'''
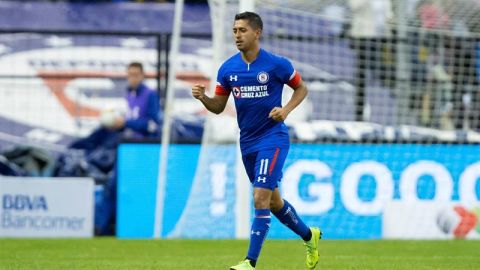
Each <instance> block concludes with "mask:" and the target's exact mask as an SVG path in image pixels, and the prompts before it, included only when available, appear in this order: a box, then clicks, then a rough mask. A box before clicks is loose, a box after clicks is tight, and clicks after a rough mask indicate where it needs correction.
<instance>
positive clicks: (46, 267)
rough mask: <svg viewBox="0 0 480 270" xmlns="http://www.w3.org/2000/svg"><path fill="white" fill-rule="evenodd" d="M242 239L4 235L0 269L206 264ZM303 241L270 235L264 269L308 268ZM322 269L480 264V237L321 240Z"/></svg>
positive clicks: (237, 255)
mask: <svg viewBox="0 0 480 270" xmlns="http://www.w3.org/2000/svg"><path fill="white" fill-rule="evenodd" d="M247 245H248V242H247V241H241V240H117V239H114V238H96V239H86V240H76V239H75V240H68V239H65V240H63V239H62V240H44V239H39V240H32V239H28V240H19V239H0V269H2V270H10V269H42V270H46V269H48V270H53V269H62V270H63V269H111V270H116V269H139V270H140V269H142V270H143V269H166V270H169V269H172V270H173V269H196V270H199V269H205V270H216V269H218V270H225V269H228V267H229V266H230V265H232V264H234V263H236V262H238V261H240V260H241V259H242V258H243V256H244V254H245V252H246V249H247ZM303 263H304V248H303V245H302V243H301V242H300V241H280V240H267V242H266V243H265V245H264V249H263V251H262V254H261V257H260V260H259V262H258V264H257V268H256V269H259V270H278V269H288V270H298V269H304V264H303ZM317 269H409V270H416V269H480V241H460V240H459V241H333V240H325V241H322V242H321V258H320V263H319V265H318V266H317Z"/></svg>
'''
## Task requirements
Skipping the pictures, output the entries exactly as they appear above.

## Result for this exercise
Each <instance> block concludes with "mask:" and the target's exact mask as an SVG path in image pixels, and the prompts before it, included only when available, appear in this order: a box, then clicks, then a rough mask. A box before clicks is loose, a box after clicks is tight, and clicks after a rough mask indicate where it needs correction.
<instance>
positive clicks: (46, 267)
rough mask: <svg viewBox="0 0 480 270" xmlns="http://www.w3.org/2000/svg"><path fill="white" fill-rule="evenodd" d="M242 239L4 235L0 269L206 264ZM303 241L270 235L264 269L308 268ZM322 269L480 264V237L321 240Z"/></svg>
positive clicks: (237, 255)
mask: <svg viewBox="0 0 480 270" xmlns="http://www.w3.org/2000/svg"><path fill="white" fill-rule="evenodd" d="M247 245H248V242H247V241H241V240H117V239H114V238H96V239H86V240H76V239H75V240H68V239H65V240H63V239H62V240H44V239H39V240H32V239H28V240H19V239H0V269H2V270H10V269H42V270H46V269H48V270H53V269H62V270H63V269H111V270H116V269H139V270H140V269H142V270H143V269H166V270H169V269H172V270H173V269H196V270H199V269H205V270H216V269H218V270H225V269H228V267H229V266H230V265H232V264H234V263H236V262H238V261H240V260H241V259H242V258H243V256H244V254H245V252H246V249H247ZM303 263H304V248H303V245H302V243H301V242H300V241H280V240H267V242H266V243H265V245H264V249H263V251H262V254H261V257H260V260H259V262H258V264H257V268H256V269H259V270H278V269H288V270H298V269H304V264H303ZM317 269H409V270H416V269H480V241H460V240H459V241H333V240H325V241H322V242H321V258H320V263H319V265H318V266H317Z"/></svg>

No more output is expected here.